__Problem set__
• A. In the capOS SMP proposal, which stage has to be working before more CPUs can be added?
• B. Continue the capOS SMP proposal from its last sentence.

__Text__
Keyboard shortcuts

Press or to navigate between chapters

Press S or / to search in the book

Press ? to show this help

Press Esc to hide this help

Proposal: Symmetric Multi-Processing (SMP)

How capOS goes from single-CPU execution to utilizing all available processors.

This document has three phases: a per-CPU foundation (prerequisite plumbing), AP startup (bringing secondary CPUs online), and SMP correctness (making shared state safe under concurrency).

Depends on: Stage 5 (Scheduling) – needs a working timer, context switch, and run queue on the BSP before adding more CPUs.

Can proceed in parallel with: Stage 6 (IPC and Capability Transfer).


Current State

Everything is single-CPU. Specific assumptions that SMP breaks:

ComponentFileAssumption
Syscall stack switchingkernel/src/arch/x86_64/syscall.rsGlobal SYSCALL_KERNEL_RSP / SYSCALL_USER_RSP statics
GDT, TSS, kernel stackskernel/src/arch/x86_64/gdt.rsOne static GDT, one TSS, one kernel stack, one double-fault stack
IDTkernel/src/arch/x86_64/idt.rsSingle static IDT (shareable – IDT can be the same across CPUs)
SYSCALL MSRskernel/src/arch/x86_64/syscall.rsSTAR/LSTAR/SFMASK/EFER set once on BSP only
Current processkernel/src/sched.rsSCHEDULER with BTreeMap<Pid, Process> + current: Option<Pid> — single global behind Mutex
Frame allocatorkernel/src/mem/frame.rsSingle global ALLOCATOR behind one spinlock
Heap allocatorkernel/src/mem/heap.rslinked_list_allocator behind one spinlock

The comment in syscall.rs:12 already anticipates the fix: “Will be replaced by per-CPU data (swapgs) for SMP.”

__Supplied information__
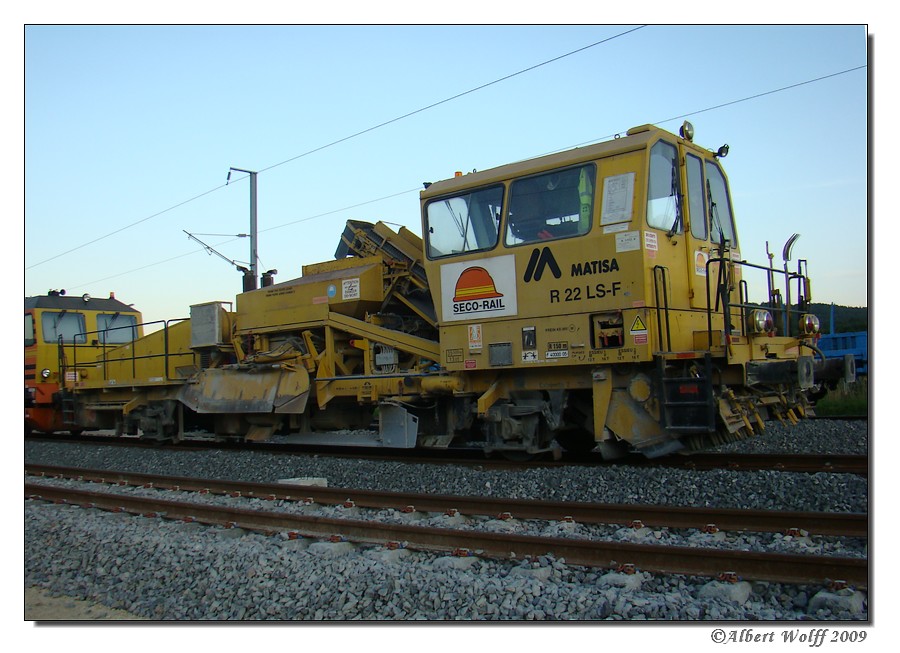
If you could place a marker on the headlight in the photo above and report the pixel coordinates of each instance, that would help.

__Task results__
• A. Stage 5 (Scheduling), which provides a working timer, context switch, and run queue on the BSP.

• B.
Phase A: Per-CPU Foundation

Establish per-CPU data structures on the BSP. No APs are started yet – this phase makes the BSP’s own code SMP-ready so Phase B is a clean addition.

Per-CPU Data Region

Each CPU needs a private data area accessible via the GS segment base. On x86_64, swapgs switches between user-mode GS (usually zero) and kernel-mode GS (pointing to per-CPU data). The kernel sets KernelGSBase MSR on each CPU during init.

#![allow(unused)]
fn main() {
/// Per-CPU data, one instance per processor.
/// Accessed via GS-relative addressing after swapgs.
#[repr(C)]
struct PerCpu {
    /// Self-pointer for accessing the struct from GS:0.
    self_ptr: *const PerCpu,
    /// Kernel stack pointer for syscall entry (replaces SYSCALL_KERNEL_RSP).
    kernel_rsp: u64,
    /// Saved user RSP during syscall (replaces SYSCALL_USER_RSP).
    user_rsp: u64,
    /// CPU index (0 = BSP).
    cpu_id: u32,
    /// LAPIC ID (from Limine SMP info or CPUID).
    lapic_id: u32,
    /// Pointer to the currently running process on this CPU.
    current_process: *mut Process,
}
}

The syscall entry stub changes from:

movq %rsp, SYSCALL_USER_RSP(%rip)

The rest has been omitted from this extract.